**Assignment**
What lines of the material below include the string "target"? Copy all of them.

**Information shown**
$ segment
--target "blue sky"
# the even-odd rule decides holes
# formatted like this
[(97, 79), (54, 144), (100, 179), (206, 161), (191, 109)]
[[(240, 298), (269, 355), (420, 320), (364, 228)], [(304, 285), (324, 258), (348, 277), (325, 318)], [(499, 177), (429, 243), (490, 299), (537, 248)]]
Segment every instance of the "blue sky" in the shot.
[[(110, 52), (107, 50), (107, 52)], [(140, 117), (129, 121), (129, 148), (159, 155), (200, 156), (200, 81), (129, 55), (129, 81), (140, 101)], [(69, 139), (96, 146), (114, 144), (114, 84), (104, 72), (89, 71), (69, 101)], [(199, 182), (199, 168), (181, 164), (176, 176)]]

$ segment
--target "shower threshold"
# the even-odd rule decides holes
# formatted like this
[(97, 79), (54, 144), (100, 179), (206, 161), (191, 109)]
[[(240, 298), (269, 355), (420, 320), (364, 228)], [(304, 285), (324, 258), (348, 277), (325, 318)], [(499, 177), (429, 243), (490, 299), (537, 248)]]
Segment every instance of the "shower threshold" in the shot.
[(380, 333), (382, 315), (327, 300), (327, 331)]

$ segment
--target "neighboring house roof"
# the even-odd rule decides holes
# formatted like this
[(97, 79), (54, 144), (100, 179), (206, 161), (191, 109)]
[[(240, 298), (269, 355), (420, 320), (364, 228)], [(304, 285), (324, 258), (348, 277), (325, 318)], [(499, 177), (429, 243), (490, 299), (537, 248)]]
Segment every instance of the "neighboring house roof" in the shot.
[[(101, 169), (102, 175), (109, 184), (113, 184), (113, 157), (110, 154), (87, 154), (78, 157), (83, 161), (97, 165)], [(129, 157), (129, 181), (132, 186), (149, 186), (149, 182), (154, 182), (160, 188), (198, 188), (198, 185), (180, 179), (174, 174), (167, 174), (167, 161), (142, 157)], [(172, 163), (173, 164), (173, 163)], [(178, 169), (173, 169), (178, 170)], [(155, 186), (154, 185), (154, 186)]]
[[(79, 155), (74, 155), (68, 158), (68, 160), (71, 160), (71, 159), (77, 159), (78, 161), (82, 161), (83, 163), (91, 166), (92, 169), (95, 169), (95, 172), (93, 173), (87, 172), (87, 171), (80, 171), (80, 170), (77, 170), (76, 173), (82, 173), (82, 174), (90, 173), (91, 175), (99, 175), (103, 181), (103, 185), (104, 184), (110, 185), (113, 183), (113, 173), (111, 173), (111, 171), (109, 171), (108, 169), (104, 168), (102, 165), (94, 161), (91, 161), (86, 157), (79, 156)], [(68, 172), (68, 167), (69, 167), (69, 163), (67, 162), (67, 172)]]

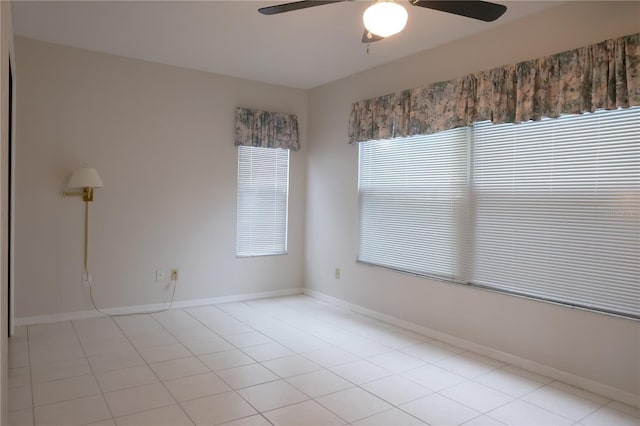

**Response**
--target "blue sky"
--target "shower threshold"
--target "neighboring house roof"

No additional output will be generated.